:: Stated problem A ::
Please reproduce the post on community tagging word for word, in full.
:: Stated problem B ::
Rewrite everything from the row containing "Each instance of the white pillar" down to the last of the rows, changing "receives" to "gets" wherever it occurs and leaving the rest untouched. Return only those rows.

I "met" Dorine Ruter when we both participated in the online Web 2.0 and Communities of Practice Online Conference. The tagging discussion included an action learning exercise where we shared a lot of resources about tagging as well as explored the discovery aspect of delicious.
Dorine is currently involved a pilot project for KM4DEV where a community of practice is collaborating on sharing delicious feeds. She recently posted about a demonstration she gave during a meeting with members of the "Dutch ‘e-collaboration’ group" about tagging and social-bookmarking.
In the comments, I prodded her to share some of her experience about using tagging as a tool to share resources in a community of practice context. She gave me some very rich reflections as a reply in the comments
Her key points:
She spoke with two other colleagues Allison Hewlitt at Bellanet and Peter Ballantyne of Eurforic who are also working with tagging in CoP/Organizational context and their comments resonated with her own observations:
The "how to" of CoP group tagging is an obstacle in getting to the "why" (exposing the intelligence of the group, thus making resources more findable.)
- What central tag to use to get an item noticed?
- Can anyone use this tag or do we want to create a special feed/account to provide filtered information? (BK: I wonder how the "network" feature or "private groups" feature of delicious influences this?)
- What tags to use to describe items, who decides this?
- What items to tag in the first place, do we need rules for this?
One of her points resonated with some other reflections I'm seeing on this side of the pond from early adopters in the nonprofit space in using tagging for resource sharing. Her point is this: Getting people motivated to tag content (easy tool, easy approach) and at the same time create good content as output (quality selection of sources, good descriptions and tags) is just very difficult.
She identifies some of the tension-points. I've translated these into some questions that nonprofits might discuss as part their experimentation with organizational tagging and perhaps leading to a tagging policy that works for the group:
- Who in our organization must be involved? Everyone or can it work within sub-group?

:: Data section ::
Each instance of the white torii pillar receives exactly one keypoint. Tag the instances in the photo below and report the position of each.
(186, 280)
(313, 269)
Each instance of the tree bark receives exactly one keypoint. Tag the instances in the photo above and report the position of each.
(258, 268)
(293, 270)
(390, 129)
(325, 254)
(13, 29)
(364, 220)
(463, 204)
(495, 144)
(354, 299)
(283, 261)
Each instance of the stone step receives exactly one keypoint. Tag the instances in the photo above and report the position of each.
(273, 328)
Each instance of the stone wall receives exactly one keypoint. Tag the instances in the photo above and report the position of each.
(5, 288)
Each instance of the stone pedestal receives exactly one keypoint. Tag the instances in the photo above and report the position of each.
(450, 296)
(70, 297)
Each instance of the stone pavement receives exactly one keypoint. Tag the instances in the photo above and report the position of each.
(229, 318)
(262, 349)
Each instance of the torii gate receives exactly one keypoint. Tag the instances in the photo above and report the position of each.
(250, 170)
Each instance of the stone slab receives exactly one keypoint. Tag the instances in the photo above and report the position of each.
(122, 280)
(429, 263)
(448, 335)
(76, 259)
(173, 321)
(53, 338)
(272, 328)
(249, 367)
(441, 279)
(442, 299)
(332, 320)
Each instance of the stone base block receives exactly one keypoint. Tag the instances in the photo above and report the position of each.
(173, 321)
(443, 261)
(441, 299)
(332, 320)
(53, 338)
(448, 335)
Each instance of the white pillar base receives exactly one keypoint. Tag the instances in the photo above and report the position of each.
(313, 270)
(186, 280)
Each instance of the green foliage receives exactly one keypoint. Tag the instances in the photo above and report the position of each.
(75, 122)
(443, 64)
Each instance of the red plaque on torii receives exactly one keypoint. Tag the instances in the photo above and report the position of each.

:: Output A ::
I "met" Dorine Ruter when we both participated in the online Web 2.0 and Communities of Practice Online Conference. The tagging discussion included an action learning exercise where we shared a lot of resources about tagging as well as explored the discovery aspect of delicious.
Dorine is currently involved a pilot project for KM4DEV where a community of practice is collaborating on sharing delicious feeds. She recently posted about a demonstration she gave during a meeting with members of the "Dutch ‘e-collaboration’ group" about tagging and social-bookmarking.
In the comments, I prodded her to share some of her experience about using tagging as a tool to share resources in a community of practice context. She gave me some very rich reflections as a reply in the comments
Her key points:
She spoke with two other colleagues Allison Hewlitt at Bellanet and Peter Ballantyne of Eurforic who are also working with tagging in CoP/Organizational context and their comments resonated with her own observations:
The "how to" of CoP group tagging is an obstacle in getting to the "why" (exposing the intelligence of the group, thus making resources more findable.)
- What central tag to use to get an item noticed?
- Can anyone use this tag or do we want to create a special feed/account to provide filtered information? (BK: I wonder how the "network" feature or "private groups" feature of delicious influences this?)
- What tags to use to describe items, who decides this?
- What items to tag in the first place, do we need rules for this?
One of her points resonated with some other reflections I'm seeing on this side of the pond from early adopters in the nonprofit space in using tagging for resource sharing. Her point is this: Getting people motivated to tag content (easy tool, easy approach) and at the same time create good content as output (quality selection of sources, good descriptions and tags) is just very difficult.
She identifies some of the tension-points. I've translated these into some questions that nonprofits might discuss as part their experimentation with organizational tagging and perhaps leading to a tagging policy that works for the group:
- Who in our organization must be involved? Everyone or can it work within sub-group?

:: Output B ::
Each instance of the white pillar base gets exactly one keypoint. Tag the instances in the photo above and report the position of each.
(313, 270)
(186, 280)
Each instance of the green foliage gets exactly one keypoint. Tag the instances in the photo above and report the position of each.
(75, 122)
(443, 64)
Each instance of the red plaque on torii gets exactly one keypoint. Tag the instances in the photo above and report the position of each.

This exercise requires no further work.